Although the observers who don't know of the secretly setting up of a measuring device on one of the slits (to measure if an electron or photon entered this slit) by one of the observers, the experimental set-up is the same for both groups of observers (even though the non-secret group isn't aware of this new set-up) and the one who put the device near one of the slits.
Although the non-secret observers don't know about the secretly added measuring device, they will nevertheless find out it has to be there if they see the same interference pattern appearing on the screen as the "secret" observer.
The fact that they thought there was no measuring device placed secretly doesn't have any influence on the pattern developing on the screen.
Suppose one of the observers found out about the secret and removed the secretly put measuring device, without the secret observer noticing. He/she will think the device is still there. He/she can't put it back just by thinking it's still there. So when they look on the screen while the experiment is done he/she will see (contrary to his/her expectation) a developing pattern (particles moving through both slits) that's the same as seen by the other observers.

──────────────────────────────

Problems to solve:
A: Transcribe the stretch of the double-slit passage from "Although the non-secret" through "on the screen.".
B: In the point placement records, reproduce word for word the stretch from the line containing "Indicate the blurred" through the line containing "[(463, 387), (917, 446)]".

Point placement records
──────────────────────────────

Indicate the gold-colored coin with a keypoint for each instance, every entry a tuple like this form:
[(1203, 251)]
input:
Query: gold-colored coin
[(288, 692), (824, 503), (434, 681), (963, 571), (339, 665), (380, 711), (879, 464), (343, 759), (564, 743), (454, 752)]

──────────────────────────────

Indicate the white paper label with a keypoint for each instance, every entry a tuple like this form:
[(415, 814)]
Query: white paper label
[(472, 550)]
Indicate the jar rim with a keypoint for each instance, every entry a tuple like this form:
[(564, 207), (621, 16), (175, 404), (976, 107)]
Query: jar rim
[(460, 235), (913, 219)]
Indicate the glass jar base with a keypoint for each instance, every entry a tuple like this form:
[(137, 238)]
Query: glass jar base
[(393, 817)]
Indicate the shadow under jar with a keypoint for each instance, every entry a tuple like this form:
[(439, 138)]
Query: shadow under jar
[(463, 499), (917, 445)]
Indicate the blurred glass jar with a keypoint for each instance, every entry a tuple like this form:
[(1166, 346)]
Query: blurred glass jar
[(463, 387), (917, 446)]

──────────────────────────────

The solutions:
A:
Although the non-secret observers don't know about the secretly added measuring device, they will nevertheless find out it has to be there if they see the same interference pattern appearing on the screen as the "secret" observer.
The fact that they thought there was no measuring device placed secretly doesn't have any influence on the pattern developing on the screen.

B:
Indicate the blurred glass jar with a keypoint for each instance, every entry a tuple like this form:
[(1166, 346)]
Query: blurred glass jar
[(463, 387), (917, 446)]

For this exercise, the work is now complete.